▶ _SELECTED EXTRACT_
========================
The Ball Aerospace-built Ice, Cloud and Land Elevation Satellite (ICESat), after being tuned by ground commands, has performed flawlessly since its launch on Jan. 12. As its name suggests, ICESat will measure ice sheet elevations at the Earth's poles during its planned five-year mission, helping scientists understand global warming. Scientists expect to begin reviewing data by early summer.
The laser altimeter is now pointed at the frozen expanse of Antarctica as ICESat makes a transcontinental crossing in 9.8 minutes. The satellite will soon take ice measurements at 23,000 locations along the way. By way of comparison, Sir Edmund Hillary needed 98 days to make the first comparable scientific crossing in 1958.
"ICESat has already achieved several milestones in its progress toward measuring the polar ice sheets," said Zubin Emsley, Ball Aerospace ICESat program manager.
As part of NASA's Earth Observing System, the primary role of ICESat is to quantify ice sheet growth or retreat. It was designed to answer questions concerning many related aspects of the Earth's climate system, include a global climate change and changes in sea level.
The Ball Commercial Platform 2000 built by Ball Aerospace for ICESat is specifically designed for remote sensing missions and was also used for the QuikSCAT and QuickBird missions. NASA's Goddard Space Flight Center designed and built the Geoscience Laser Altimeter System (GLAS) for ICESat.
========================
▶ _EXERCISE 1_
Translate this sentence from the ICESat article into Spanish: "The satellite will soon take ice measurements at 23,000 locations along the way."
▶ _EXERCISE 2_
Write out the ICESat article again, starting at "The laser altimeter" and ending at "ICESat program manager.". Swap "Antarctica" for "Greenland" throughout that span.

▶ _DATA EXCERPT_
========================
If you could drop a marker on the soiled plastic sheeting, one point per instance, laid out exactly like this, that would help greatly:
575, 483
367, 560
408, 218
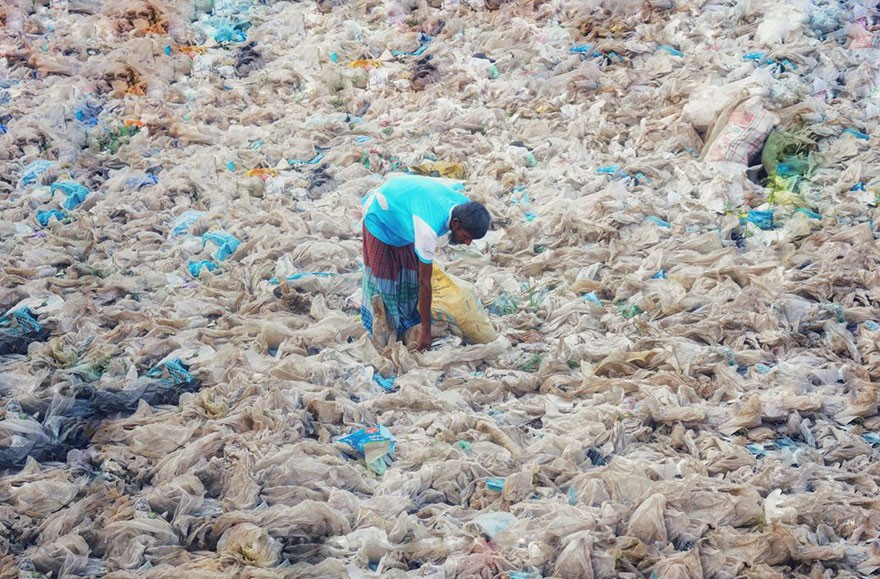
========================
▶ _FINISHED ANSWER 1_
El satélite pronto tomará mediciones del hielo en 23.000 puntos a lo largo del recorrido.

▶ _FINISHED ANSWER 2_
The laser altimeter is now pointed at the frozen expanse of Greenland as ICESat makes a transcontinental crossing in 9.8 minutes. The satellite will soon take ice measurements at 23,000 locations along the way. By way of comparison, Sir Edmund Hillary needed 98 days to make the first comparable scientific crossing in 1958.
"ICESat has already achieved several milestones in its progress toward measuring the polar ice sheets," said Zubin Emsley, Ball Aerospace ICESat program manager.